▶ _Task goal_:
Scale the data from the line containing "Guideline: one marker per instance of the red" up to and including its final line. Reproduce every line, requests included, with each answer coordinate multiplied by 2.4 and rounded to a whole number (halves round up), and leave the requests and their format sample coordinates as they are.

───── Items

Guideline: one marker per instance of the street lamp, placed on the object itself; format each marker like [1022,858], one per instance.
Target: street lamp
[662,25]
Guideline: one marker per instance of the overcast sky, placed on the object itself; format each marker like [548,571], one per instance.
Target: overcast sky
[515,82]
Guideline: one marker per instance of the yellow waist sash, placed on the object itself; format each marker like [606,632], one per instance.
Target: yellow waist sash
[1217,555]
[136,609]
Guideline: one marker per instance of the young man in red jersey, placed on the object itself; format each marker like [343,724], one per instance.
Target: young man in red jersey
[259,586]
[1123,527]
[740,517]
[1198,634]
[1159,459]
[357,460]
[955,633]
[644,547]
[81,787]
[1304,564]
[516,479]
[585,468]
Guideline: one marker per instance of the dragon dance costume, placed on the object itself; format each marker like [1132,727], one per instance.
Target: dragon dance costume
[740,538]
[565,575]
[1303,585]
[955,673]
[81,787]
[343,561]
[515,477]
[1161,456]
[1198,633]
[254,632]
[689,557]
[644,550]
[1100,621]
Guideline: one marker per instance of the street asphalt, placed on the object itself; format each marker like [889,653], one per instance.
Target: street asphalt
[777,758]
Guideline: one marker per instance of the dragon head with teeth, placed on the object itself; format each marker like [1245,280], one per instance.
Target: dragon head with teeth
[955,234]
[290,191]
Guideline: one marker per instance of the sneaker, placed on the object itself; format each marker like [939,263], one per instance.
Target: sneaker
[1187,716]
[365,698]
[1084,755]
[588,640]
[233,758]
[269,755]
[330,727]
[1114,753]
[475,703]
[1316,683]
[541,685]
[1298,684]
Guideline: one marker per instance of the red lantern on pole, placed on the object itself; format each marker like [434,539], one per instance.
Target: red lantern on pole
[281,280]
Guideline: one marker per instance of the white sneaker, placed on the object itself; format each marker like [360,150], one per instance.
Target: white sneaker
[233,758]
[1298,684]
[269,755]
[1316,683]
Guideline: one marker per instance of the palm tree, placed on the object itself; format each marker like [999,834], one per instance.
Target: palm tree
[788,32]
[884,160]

──────────

▶ _Output of the exercise_:
Guideline: one marker per instance of the red lantern on pole, placed on the object itself; format each marker like [434,539], one per instance.
Target: red lantern on pole
[674,672]
Guideline: one marker per instance of the white sneaker, placed on the object itself; format each marker like [360,150], one per instance.
Target: white sneaker
[559,1819]
[3115,1642]
[646,1812]
[3158,1639]
Guideline: one marker per instance of the palm tree, placed on the object itself; format each marker like [999,834], one per instance.
Target: palm tree
[1891,77]
[2122,384]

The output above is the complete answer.